Task item ▸
Using the listing below, copy exactly the lines from the one containing "Target: knee pad on trousers" to the one containing "[[377, 1326], [703, 1195], [640, 1212]]", both lines included, and no others.
Records for this exercise START
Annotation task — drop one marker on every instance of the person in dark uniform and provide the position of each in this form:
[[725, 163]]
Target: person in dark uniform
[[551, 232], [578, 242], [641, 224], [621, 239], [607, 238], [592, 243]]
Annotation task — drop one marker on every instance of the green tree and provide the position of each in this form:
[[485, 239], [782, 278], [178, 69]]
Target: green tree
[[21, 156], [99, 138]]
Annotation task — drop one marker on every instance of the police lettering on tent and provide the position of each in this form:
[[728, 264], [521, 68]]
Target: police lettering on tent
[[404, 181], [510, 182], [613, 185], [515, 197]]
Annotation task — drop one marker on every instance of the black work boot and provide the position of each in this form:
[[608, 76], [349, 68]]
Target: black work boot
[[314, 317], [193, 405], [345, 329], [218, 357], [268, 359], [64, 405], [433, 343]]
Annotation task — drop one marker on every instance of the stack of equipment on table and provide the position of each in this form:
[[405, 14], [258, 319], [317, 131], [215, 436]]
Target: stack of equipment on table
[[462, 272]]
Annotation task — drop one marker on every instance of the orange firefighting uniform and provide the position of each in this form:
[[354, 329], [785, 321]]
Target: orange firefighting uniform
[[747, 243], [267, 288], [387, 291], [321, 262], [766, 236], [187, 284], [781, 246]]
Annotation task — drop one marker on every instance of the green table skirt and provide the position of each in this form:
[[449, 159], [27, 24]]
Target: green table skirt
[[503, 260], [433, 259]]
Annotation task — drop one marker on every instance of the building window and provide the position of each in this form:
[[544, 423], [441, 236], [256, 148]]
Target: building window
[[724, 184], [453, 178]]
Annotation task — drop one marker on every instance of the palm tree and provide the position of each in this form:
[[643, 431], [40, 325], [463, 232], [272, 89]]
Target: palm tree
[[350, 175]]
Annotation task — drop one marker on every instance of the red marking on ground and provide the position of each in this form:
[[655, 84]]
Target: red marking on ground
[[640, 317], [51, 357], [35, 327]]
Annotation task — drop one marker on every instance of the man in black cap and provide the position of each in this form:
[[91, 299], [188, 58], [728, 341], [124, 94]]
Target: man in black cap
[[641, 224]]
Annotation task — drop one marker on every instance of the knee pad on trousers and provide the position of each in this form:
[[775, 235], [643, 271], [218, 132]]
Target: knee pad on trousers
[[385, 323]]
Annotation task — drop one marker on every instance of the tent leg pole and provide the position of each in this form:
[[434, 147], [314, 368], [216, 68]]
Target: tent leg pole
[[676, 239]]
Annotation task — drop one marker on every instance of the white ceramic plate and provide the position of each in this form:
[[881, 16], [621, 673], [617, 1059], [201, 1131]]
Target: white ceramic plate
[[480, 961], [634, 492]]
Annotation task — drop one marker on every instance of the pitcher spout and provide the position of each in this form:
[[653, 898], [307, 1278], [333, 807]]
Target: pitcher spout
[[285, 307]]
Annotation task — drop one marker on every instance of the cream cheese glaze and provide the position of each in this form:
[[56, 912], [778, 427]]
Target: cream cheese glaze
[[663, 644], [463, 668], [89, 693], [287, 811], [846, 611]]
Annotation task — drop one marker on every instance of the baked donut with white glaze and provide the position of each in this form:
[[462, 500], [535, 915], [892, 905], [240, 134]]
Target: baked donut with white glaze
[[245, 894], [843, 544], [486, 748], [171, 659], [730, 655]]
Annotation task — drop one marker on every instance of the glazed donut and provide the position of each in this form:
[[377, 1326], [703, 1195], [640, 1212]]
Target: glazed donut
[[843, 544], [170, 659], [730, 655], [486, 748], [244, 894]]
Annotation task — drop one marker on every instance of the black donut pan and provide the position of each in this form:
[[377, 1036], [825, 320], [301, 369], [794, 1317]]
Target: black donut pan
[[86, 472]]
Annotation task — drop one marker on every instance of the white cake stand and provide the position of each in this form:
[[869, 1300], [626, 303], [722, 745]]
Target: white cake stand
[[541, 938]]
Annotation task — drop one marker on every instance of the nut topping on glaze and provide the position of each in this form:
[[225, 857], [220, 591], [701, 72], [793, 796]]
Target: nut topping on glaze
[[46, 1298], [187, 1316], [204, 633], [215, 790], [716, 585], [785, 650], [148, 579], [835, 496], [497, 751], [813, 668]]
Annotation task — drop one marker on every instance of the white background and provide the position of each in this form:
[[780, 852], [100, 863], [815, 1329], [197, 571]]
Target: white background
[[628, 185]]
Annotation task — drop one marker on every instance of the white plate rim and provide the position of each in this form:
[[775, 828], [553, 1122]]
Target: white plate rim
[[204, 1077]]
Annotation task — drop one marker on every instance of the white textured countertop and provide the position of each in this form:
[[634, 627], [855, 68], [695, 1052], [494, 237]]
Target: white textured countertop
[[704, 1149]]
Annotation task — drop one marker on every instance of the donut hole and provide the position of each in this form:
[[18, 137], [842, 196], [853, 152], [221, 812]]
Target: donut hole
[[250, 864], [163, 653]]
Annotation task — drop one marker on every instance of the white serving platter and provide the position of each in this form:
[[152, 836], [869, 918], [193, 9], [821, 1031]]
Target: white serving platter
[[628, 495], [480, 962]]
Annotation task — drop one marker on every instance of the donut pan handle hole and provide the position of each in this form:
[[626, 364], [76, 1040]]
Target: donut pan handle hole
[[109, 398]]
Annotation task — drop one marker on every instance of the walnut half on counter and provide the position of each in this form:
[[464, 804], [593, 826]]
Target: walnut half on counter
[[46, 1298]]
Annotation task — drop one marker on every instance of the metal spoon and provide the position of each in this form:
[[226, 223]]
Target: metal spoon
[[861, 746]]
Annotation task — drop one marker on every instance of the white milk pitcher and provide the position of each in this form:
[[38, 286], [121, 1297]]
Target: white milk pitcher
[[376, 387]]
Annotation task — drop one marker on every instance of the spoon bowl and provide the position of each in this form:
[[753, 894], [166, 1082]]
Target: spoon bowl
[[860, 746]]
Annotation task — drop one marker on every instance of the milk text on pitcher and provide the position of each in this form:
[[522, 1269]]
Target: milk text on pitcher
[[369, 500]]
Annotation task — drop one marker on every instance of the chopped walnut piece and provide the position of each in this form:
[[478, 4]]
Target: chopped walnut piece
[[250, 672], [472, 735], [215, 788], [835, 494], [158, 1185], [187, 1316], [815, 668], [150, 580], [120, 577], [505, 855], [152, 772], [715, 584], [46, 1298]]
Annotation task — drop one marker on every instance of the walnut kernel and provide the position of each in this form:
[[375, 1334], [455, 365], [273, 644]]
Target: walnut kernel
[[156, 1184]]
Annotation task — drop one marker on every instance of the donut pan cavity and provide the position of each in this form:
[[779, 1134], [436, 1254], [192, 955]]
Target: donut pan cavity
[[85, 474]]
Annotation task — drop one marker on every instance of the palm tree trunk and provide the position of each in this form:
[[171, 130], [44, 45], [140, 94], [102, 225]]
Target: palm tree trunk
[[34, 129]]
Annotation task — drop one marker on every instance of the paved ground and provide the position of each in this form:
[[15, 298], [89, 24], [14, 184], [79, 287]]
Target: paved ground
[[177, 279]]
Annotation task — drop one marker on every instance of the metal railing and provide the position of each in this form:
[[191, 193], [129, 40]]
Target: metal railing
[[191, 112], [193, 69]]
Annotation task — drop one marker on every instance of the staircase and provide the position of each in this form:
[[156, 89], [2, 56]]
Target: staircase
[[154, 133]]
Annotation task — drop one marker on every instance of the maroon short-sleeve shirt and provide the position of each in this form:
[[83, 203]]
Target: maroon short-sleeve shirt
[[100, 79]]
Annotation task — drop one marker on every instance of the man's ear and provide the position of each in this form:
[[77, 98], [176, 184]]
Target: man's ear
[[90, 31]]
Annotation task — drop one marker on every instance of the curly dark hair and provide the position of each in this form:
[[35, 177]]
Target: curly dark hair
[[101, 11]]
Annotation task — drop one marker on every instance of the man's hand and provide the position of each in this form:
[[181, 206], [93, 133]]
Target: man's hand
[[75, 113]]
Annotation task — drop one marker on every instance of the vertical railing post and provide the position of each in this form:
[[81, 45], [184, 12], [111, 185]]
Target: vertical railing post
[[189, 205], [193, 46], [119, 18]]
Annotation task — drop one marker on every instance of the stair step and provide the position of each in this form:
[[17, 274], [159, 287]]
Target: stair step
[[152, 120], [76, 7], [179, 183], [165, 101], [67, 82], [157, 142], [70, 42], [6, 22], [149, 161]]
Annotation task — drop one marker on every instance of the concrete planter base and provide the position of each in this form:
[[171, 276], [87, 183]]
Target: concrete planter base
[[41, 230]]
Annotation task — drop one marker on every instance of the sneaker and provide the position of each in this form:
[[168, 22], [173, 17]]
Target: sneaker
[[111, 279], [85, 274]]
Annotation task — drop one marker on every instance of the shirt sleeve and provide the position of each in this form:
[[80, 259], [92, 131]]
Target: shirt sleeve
Records for this exercise END
Answer to the exercise ▸
Target: knee pad on trousers
[[385, 323]]
Annotation task — drop one marker on every instance of the tent leg pole and provide the position of each in this form:
[[434, 147], [314, 368], [216, 68]]
Target: tent leg pole
[[676, 239]]
Annotation task — drop one marker on every instance of the white ceramic plate and provide the position of each in this form:
[[881, 16], [621, 673], [617, 1059], [201, 1131]]
Target: white ceramic plate
[[480, 961], [634, 492]]
Annotation task — drop one marker on every instance of the pitcher spout and provide the position of each in this form:
[[653, 898], [307, 1278], [333, 807]]
Target: pitcher spout
[[285, 307]]
Annotation task — drop one marker on every instance of the cream cheese glaze and provide the position of each in this form:
[[56, 912], [778, 427]]
Target: cream cheese glaze
[[663, 644], [463, 668], [89, 693], [287, 811], [846, 611]]
Annotation task — drop one marker on every instance of the baked donut with white glaze and provide the position of each in this form:
[[462, 500], [535, 915], [892, 905], [240, 134]]
Target: baked donut with white glaze
[[245, 894], [843, 544], [486, 748], [171, 659], [730, 655]]
Annotation task — drop one marker on every instance of the glazed donut and provide the position of each in this form:
[[377, 1326], [703, 1195], [640, 1212]]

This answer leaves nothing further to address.